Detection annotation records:
┄┄┄┄┄┄┄┄┄┄
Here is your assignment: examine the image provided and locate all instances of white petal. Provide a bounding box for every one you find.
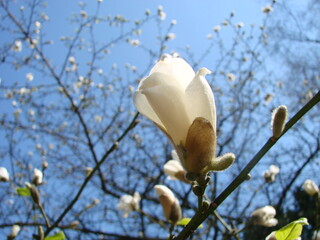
[171,150,180,161]
[133,91,165,129]
[150,55,195,89]
[154,185,175,202]
[163,160,184,177]
[142,79,191,145]
[186,68,216,130]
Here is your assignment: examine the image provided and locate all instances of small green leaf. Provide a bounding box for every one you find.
[44,232,66,240]
[16,187,31,197]
[177,218,203,228]
[275,218,309,240]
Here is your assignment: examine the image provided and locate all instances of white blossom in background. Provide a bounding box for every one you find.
[213,25,221,32]
[97,83,104,89]
[13,108,22,118]
[32,168,43,185]
[68,56,76,64]
[41,13,49,21]
[26,73,34,82]
[34,21,41,29]
[264,93,273,104]
[158,5,167,20]
[171,19,177,25]
[163,150,190,183]
[236,22,244,29]
[302,179,319,196]
[0,167,10,182]
[130,39,140,47]
[117,192,141,218]
[166,33,176,40]
[97,68,103,75]
[134,55,235,174]
[251,205,278,227]
[263,165,280,182]
[94,115,102,123]
[261,5,273,13]
[154,185,182,224]
[312,229,320,240]
[8,225,21,239]
[226,73,236,82]
[85,167,93,177]
[221,20,229,27]
[80,10,88,18]
[12,40,22,52]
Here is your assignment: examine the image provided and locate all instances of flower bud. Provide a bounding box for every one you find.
[8,225,21,239]
[32,168,43,185]
[154,185,181,224]
[251,205,278,227]
[208,153,236,171]
[302,179,319,196]
[0,167,9,182]
[271,105,288,138]
[25,182,41,206]
[184,117,216,173]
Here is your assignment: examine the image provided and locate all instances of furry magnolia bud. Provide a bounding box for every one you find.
[154,185,181,224]
[184,117,217,173]
[271,105,288,138]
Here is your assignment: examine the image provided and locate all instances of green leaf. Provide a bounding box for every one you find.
[177,218,203,228]
[44,232,66,240]
[16,187,31,197]
[275,218,309,240]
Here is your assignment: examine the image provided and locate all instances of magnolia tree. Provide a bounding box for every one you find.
[0,0,320,240]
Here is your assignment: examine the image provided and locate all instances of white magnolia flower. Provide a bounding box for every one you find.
[163,150,190,183]
[34,21,41,29]
[9,225,20,238]
[261,5,273,13]
[166,33,176,40]
[312,229,320,240]
[130,39,140,47]
[226,73,236,82]
[0,167,9,182]
[12,40,22,52]
[236,22,244,28]
[134,55,234,173]
[154,185,181,224]
[32,168,43,185]
[251,205,278,227]
[263,165,280,182]
[26,73,34,82]
[302,179,319,196]
[117,192,141,218]
[94,115,102,123]
[213,25,221,32]
[68,56,76,64]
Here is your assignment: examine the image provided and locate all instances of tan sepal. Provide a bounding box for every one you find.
[208,153,236,171]
[272,105,288,138]
[184,117,217,173]
[174,171,191,184]
[169,199,182,225]
[159,195,174,220]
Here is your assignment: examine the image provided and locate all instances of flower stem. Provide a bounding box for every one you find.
[174,91,320,240]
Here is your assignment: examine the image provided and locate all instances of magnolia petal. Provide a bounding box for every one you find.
[163,160,184,177]
[184,117,216,173]
[133,91,165,127]
[185,68,216,130]
[150,55,195,89]
[142,82,191,144]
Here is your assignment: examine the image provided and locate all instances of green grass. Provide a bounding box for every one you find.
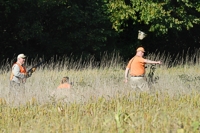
[0,52,200,133]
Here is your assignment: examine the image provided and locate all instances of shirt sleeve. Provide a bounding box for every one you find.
[139,58,145,63]
[12,64,25,78]
[126,58,133,69]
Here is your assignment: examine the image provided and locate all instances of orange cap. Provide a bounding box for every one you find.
[137,47,145,52]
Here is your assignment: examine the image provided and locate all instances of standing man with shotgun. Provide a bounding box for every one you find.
[125,47,161,91]
[10,54,27,103]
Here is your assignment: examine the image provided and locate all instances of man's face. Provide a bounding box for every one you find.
[18,58,25,65]
[138,51,144,57]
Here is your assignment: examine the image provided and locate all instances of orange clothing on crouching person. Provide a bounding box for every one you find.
[127,56,145,76]
[57,83,71,89]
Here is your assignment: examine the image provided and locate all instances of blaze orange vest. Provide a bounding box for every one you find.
[10,62,26,80]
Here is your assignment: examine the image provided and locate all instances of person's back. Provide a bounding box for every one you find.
[127,56,145,76]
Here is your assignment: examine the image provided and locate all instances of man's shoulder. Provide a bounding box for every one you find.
[12,63,20,69]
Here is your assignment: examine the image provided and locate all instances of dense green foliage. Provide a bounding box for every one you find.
[0,0,200,59]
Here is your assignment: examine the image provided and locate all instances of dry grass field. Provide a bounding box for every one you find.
[0,52,200,133]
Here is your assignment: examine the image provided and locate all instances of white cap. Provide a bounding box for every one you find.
[17,54,26,59]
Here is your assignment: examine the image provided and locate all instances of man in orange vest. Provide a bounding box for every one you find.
[9,54,27,105]
[125,47,161,91]
[10,54,27,86]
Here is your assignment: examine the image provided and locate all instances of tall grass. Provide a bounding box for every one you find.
[0,51,200,133]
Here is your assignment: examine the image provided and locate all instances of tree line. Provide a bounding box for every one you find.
[0,0,200,60]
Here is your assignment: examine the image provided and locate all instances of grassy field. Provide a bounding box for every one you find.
[0,54,200,133]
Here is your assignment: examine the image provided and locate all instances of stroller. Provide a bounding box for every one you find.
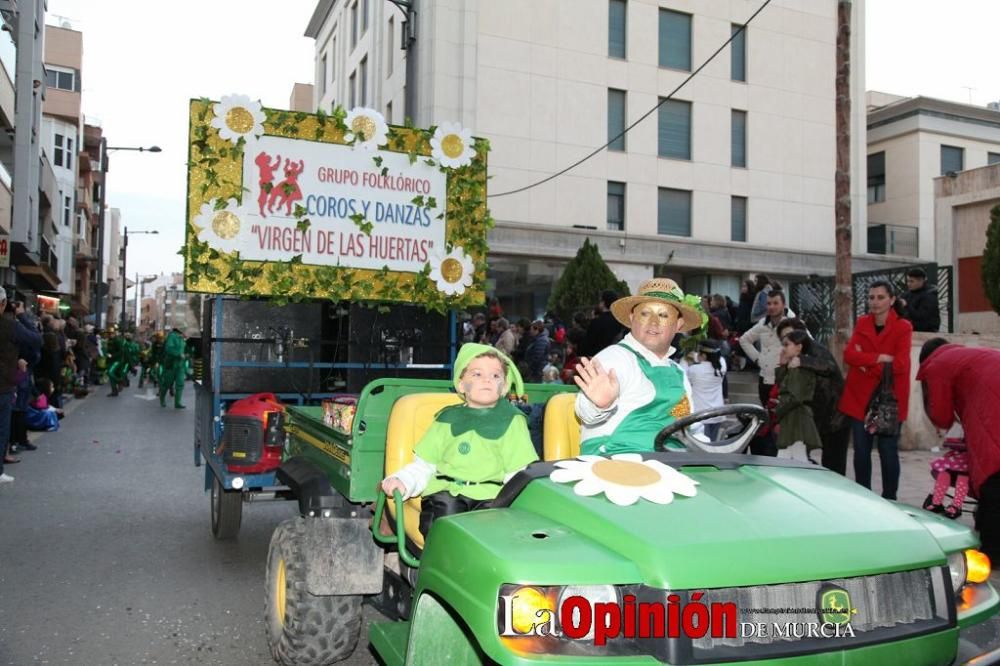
[923,437,972,520]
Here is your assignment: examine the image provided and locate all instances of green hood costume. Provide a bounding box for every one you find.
[414,343,538,500]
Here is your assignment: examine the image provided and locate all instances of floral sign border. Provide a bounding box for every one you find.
[181,95,493,312]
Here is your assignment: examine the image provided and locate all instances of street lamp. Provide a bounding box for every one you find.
[121,228,160,334]
[94,141,163,329]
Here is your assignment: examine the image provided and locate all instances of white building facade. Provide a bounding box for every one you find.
[306,0,888,314]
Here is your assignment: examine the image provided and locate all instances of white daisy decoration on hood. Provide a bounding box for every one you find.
[344,106,389,150]
[211,95,264,144]
[549,453,698,506]
[430,245,475,296]
[431,123,476,169]
[194,199,244,252]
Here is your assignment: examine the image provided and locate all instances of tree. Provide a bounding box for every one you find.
[981,206,1000,314]
[548,238,629,322]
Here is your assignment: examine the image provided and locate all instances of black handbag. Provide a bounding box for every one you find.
[865,363,900,437]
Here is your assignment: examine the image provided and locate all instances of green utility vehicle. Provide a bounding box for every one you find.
[267,380,1000,665]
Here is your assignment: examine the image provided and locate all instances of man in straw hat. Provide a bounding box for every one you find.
[575,278,702,454]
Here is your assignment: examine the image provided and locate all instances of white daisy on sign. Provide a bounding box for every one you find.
[194,199,244,252]
[211,95,264,144]
[430,245,475,296]
[431,123,476,169]
[549,453,698,506]
[344,106,389,150]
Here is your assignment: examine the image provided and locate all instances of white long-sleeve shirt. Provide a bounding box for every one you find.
[576,333,694,442]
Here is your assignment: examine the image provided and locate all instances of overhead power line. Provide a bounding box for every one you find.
[487,0,771,198]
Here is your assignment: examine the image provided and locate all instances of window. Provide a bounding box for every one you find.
[660,9,691,71]
[608,88,625,150]
[731,109,747,168]
[656,187,691,236]
[729,23,747,81]
[658,99,691,160]
[385,16,396,76]
[729,197,747,243]
[351,2,358,48]
[52,132,65,166]
[608,0,628,58]
[868,150,885,203]
[941,145,965,176]
[358,56,368,106]
[45,65,79,92]
[608,180,625,231]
┄┄┄┄┄┄┄┄┄┄
- _TO BE DONE_
Rewrite all the items above, swapping every "Here is your assignment" for "Your task" and changing nothing else. Leave the pictures out of your answer.

- _OUTPUT BELOW_
Your task: examine the image provided and locate all instances of white petal. Provide a bounding box for every one you find.
[171,150,180,161]
[133,91,165,129]
[150,55,195,89]
[154,185,175,202]
[163,160,184,177]
[142,79,191,145]
[186,68,216,130]
Your task: examine the image provided and locate all instances of small green leaf. Provide a bounding box for every one you find.
[44,232,66,240]
[16,187,31,197]
[177,218,203,228]
[275,218,309,240]
Your task: examine the image provided and locate all instances of white blossom in background. Provide a bounding box for every one you find.
[213,25,221,32]
[97,83,104,89]
[13,108,22,118]
[32,168,43,185]
[68,56,76,64]
[41,13,49,21]
[26,73,34,82]
[34,21,41,29]
[264,93,273,104]
[158,5,167,20]
[171,19,177,25]
[163,150,190,183]
[236,22,244,29]
[302,179,319,196]
[0,167,10,182]
[130,39,140,47]
[117,192,141,218]
[166,33,176,40]
[97,68,103,75]
[134,55,235,174]
[251,205,278,227]
[263,165,280,182]
[94,115,102,123]
[261,5,273,13]
[154,185,182,224]
[312,229,320,240]
[8,225,21,239]
[226,73,236,82]
[85,167,93,177]
[221,20,229,27]
[80,10,88,18]
[12,40,22,52]
Your task: examine the image provided and locate all instances of flower bud. Provide a bounding box for every one you find.
[8,225,21,239]
[32,168,43,185]
[154,185,181,224]
[251,205,278,227]
[208,153,236,171]
[302,179,319,196]
[0,167,9,182]
[271,105,288,138]
[25,182,41,206]
[184,117,216,173]
Your task: examine the image provided and locate all instances of furry magnolia bud. Provide a bounding box for every one you find.
[154,185,181,224]
[184,117,217,173]
[271,105,288,138]
Your task: examine the image provided and locate all instances of green leaf. Provide a bounding box for every one you find.
[177,218,203,228]
[44,232,66,240]
[16,187,31,197]
[275,218,309,240]
Your task: examine the image provided and locate all instances of magnolia tree. Provide a bounding box for every one you find.
[0,0,320,240]
Your task: examine the image provided and locate all instances of white magnolia flower. Provide a bounding box for every one you find.
[163,150,190,183]
[34,21,41,29]
[9,225,20,238]
[261,5,273,13]
[166,33,176,40]
[312,229,320,240]
[130,39,140,47]
[226,73,236,82]
[0,167,9,182]
[12,40,22,52]
[236,22,244,28]
[134,55,234,173]
[154,185,181,224]
[32,168,43,185]
[251,205,278,227]
[263,165,280,182]
[26,73,34,82]
[302,179,319,196]
[117,192,141,218]
[94,115,102,123]
[213,25,221,32]
[68,56,76,64]
Your task: examine the image provided and locate all instances of tan sepal. Provide a bounding box for every one you find.
[208,153,236,171]
[272,105,288,138]
[184,117,217,173]
[174,171,191,184]
[169,199,182,225]
[159,195,174,220]
Your task: examine the image provided and locate all instances of flower stem. Provide a bounding box for every one you find.
[174,91,320,240]
Your task: examine the image provided and locate all instances of magnolia petal. Provide a bounding box for every one you find.
[163,160,184,177]
[184,117,216,173]
[133,91,165,127]
[185,68,216,130]
[150,55,195,89]
[142,82,191,144]
Your task: examine the image provided and locate all instances of green grass. Provide a bounding box for every one you find.
[0,52,200,133]
Your task: examine the image provided and locate all instances of shirt sleeve. Provide a bounding box for every one you find.
[139,58,145,63]
[12,64,25,78]
[126,58,133,69]
Your task: examine the image provided and locate all instances of orange cap. Provide a bounding box for every one you find.
[137,47,145,52]
Your task: examine the image provided and locate all instances of standing man with shotgun. Provide a bounding box for every one you find.
[125,47,161,91]
[10,54,27,103]
Your task: examine the image provided and locate all instances of man's face. Provide a bounding box for every one you find.
[18,58,25,65]
[138,51,144,57]
Your task: examine the image provided and locate all instances of orange clothing on crouching person. Provide a bounding box for every one you find.
[127,56,145,76]
[57,83,71,89]
Your task: examine the image provided and locate all instances of blaze orange vest. Provide a bounding box for every one you find.
[10,62,26,80]
Your task: examine the image provided and locate all instances of person's back. Provide a bounding box for every one you find.
[127,56,145,76]
Your task: examine the image provided and locate all instances of man's shoulder. Provide a bounding box for every one you find.
[12,63,20,69]
Your task: examine the image provided and locate all instances of dense green foliage. Provide a bounding box for every one you find.
[0,0,200,59]
Your task: examine the image provided and locate all instances of dry grass field. Provide a bounding box for every one you find.
[0,52,200,133]
Your task: examine the image provided and locate all instances of white cap. Provide a bounding box for every one you find.
[17,54,26,59]
Your task: examine the image provided and locate all instances of man in orange vest. Provide a bounding box for every one you find.
[9,54,27,105]
[125,47,161,91]
[10,54,27,86]
Your task: examine the image provided and locate all instances of tall grass. Provide a bounding box for every one you find.
[0,51,200,133]
Your task: examine the image provided and locate all instances of tree line. Provide a bounding box for every one you find.
[0,0,200,60]
Your task: examine the image provided and locate all instances of grassy field. Provide a bounding box for every one you find.
[0,54,200,133]
Your task: examine the image provided and locate all instances of stroller. Provide a bounding box for every one you find.
[923,437,972,520]
Your task: examine the image provided and locate all instances of green hood costume. Provide a bounding box for every one you find.
[414,343,538,500]
Your task: examine the image provided and locate all instances of floral sign border. Provide a bounding box for every one you find.
[181,95,493,312]
Your task: examine the image provided and locate all instances of street lamp. Provide a bounding box for every one you find.
[121,228,160,334]
[94,141,163,329]
Your task: examine the image provided and locate all instances of white building facade. Provide a bounding box for every one you find.
[306,0,888,314]
Your task: examine the image provided and locate all instances of white daisy decoration on hood. Provide a bounding box for every one you find.
[344,106,389,150]
[211,95,264,144]
[549,453,698,506]
[430,245,475,296]
[431,123,476,169]
[194,199,244,252]
Your task: examine the image provided and locate all instances of tree. Provide a bounding box for every one you find.
[981,206,1000,314]
[548,238,629,322]
Your task: examine the image provided and locate all instances of black handbag. Provide a bounding box for every one you find.
[865,363,900,437]
Your task: examine the image provided and locate all instances of green utility vehicle. Provide a bounding box for every one you find.
[267,380,1000,665]
Your task: examine the image provided and locate all instances of man in straw hat. Provide a bounding box for every one you find.
[575,278,702,454]
Your task: examine the image provided and locate all instances of white daisy on sign. Provide a bounding box for every one you find.
[194,199,244,252]
[211,95,264,144]
[430,245,475,296]
[431,123,476,169]
[549,453,698,506]
[344,106,389,150]
Your task: examine the image provided and locate all instances of white long-sleeve shirt. Provide a bounding box for every one you find.
[576,333,694,442]
Your task: examine the image provided and locate all instances of overhead power line. Provide a bounding box for every one you find.
[487,0,771,198]
Your task: examine the image provided and locate all instances of window. Provide a bounding box for every one you find.
[660,9,691,71]
[608,88,625,150]
[731,109,747,168]
[656,187,691,236]
[729,23,747,81]
[658,99,691,160]
[385,16,396,76]
[729,197,747,243]
[351,2,358,48]
[52,132,65,166]
[608,0,628,58]
[868,150,885,203]
[941,145,965,176]
[358,56,368,106]
[45,65,79,92]
[608,180,625,231]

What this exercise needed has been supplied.